BEGIN Exercise text

Gen AI: From Practical to Magical
What is different now than even one year ago is the big promise of generative AI (e.g., ChatGPT, Bard) and how it can transform the end-to-end travel experience. Because AI can make personal recommendations, build trips, and create itineraries, the travel implications are endless. But everyone agreed it is early days, and too soon to tell what impact AI will have on how we discover and experience trips going forward.
At present, AI is used mostly in customer service (e.g., chatbots) and at the backend, doing the work of programmers, call center personnel, and increasing productivity (too soon to tell the impact on staffing but coders beware), and of course trip planning (e.g., lots of ChatGPT plug-ins and curated content). Susie Vowinkel, managing director, Travel, at Google explained how Bard’s Open AI extensions connect into Gmail, YouTube, flight, and hotel search to create itineraries. For partners, the machine can play a role in where marketers should invest. And Tripadvisor’s CEO Matt Goldberg said there is huge opportunity for AI to dissect Trip’s 1 billion+ reviews to provide better detail for travelers for hotels, experiences, and restaurants. Tripadvisor has seen great results from its Gen AI planning tool so far, but they’re just getting started. “Like other disruptive technologies you will see an incredible hype cycle early but underestimate the long-term impact.”
John Mangelaars, CEO of Skyscanner, found that AI does convert better after several months of testing, but most early applications are practical in nature. Johannes Thomas, CEO of Trivago, uses AI to localize TV spots in multiple languages across the globe, lowering costs by 10X. Johannes Reck, co-Founder & CEO, GetYourGuide, mentioned the “nuts and bolts” – enabling supply to upload in multiple languages, while Ben Drew, president of Viator, referred to other “pragmatic” uses such as saving seconds of time at the call center.

END Exercise text
BEGIN Data block

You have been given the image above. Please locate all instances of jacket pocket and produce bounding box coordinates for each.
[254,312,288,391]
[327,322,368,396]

END Data block

* _Work order_
In the text on generative AI in travel, by how much did Trivago lower costs by using AI to localize TV spots? The lines are not needed for this work.

* _Written answer_
By 10X.